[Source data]
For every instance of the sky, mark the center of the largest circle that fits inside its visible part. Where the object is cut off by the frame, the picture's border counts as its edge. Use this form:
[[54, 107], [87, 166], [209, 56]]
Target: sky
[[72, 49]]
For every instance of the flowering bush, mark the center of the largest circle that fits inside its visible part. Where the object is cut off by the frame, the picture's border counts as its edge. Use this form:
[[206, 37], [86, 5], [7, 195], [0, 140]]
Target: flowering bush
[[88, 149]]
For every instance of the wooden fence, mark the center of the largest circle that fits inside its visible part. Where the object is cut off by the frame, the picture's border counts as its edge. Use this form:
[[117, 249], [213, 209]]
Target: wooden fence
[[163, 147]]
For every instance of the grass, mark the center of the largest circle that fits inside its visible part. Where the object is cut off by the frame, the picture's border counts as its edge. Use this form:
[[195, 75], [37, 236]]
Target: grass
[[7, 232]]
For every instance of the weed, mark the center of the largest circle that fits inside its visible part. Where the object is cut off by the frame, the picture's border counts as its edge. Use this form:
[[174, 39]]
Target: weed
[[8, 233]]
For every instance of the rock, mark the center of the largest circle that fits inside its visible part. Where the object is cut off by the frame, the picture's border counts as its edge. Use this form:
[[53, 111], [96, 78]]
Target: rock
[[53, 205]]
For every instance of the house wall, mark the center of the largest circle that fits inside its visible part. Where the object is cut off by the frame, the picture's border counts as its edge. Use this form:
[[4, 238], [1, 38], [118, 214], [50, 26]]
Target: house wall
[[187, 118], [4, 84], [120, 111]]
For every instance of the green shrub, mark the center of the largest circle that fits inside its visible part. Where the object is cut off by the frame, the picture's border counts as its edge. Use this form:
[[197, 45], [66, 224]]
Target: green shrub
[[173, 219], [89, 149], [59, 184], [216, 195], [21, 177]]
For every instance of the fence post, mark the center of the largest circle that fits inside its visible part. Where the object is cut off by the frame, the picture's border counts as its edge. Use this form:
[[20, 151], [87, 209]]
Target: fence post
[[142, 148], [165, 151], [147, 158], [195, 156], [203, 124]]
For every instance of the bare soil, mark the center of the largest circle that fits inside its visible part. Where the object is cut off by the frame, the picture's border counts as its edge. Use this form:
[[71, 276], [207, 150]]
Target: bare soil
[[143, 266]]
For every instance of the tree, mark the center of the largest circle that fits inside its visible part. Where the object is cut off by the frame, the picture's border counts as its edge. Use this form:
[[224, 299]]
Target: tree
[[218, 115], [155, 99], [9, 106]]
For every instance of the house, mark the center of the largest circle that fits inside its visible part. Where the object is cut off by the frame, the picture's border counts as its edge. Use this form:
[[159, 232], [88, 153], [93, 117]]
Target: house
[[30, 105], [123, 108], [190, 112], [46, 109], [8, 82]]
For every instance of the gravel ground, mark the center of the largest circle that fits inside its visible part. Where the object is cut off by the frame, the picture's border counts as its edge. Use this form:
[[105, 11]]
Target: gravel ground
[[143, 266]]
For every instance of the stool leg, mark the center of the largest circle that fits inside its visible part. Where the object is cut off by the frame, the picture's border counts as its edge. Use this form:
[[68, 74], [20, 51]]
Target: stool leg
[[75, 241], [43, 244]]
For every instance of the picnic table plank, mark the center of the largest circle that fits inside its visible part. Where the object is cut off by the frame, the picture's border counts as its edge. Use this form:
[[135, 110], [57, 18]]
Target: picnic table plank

- [Problem description]: Write out exactly the lines from the one containing "Target: gravel ground" through the end of the data, both included. Add nothing else.

- [Solution]:
Target: gravel ground
[[143, 266]]
For every instance of the stool leg, mark the center of the largest circle that fits inside its visible part. Where the object is cut off by the frame, the picture's border counts as its edge. Use this form:
[[68, 74], [20, 51]]
Target: stool leg
[[75, 241], [43, 244]]
For every instance of the picnic table plank, mark the center of the largest circle that fits inside its visible part. Where the object is cut off by the frame, the picture's border counts as its edge. Use this form:
[[135, 110], [57, 18]]
Target: picnic table plank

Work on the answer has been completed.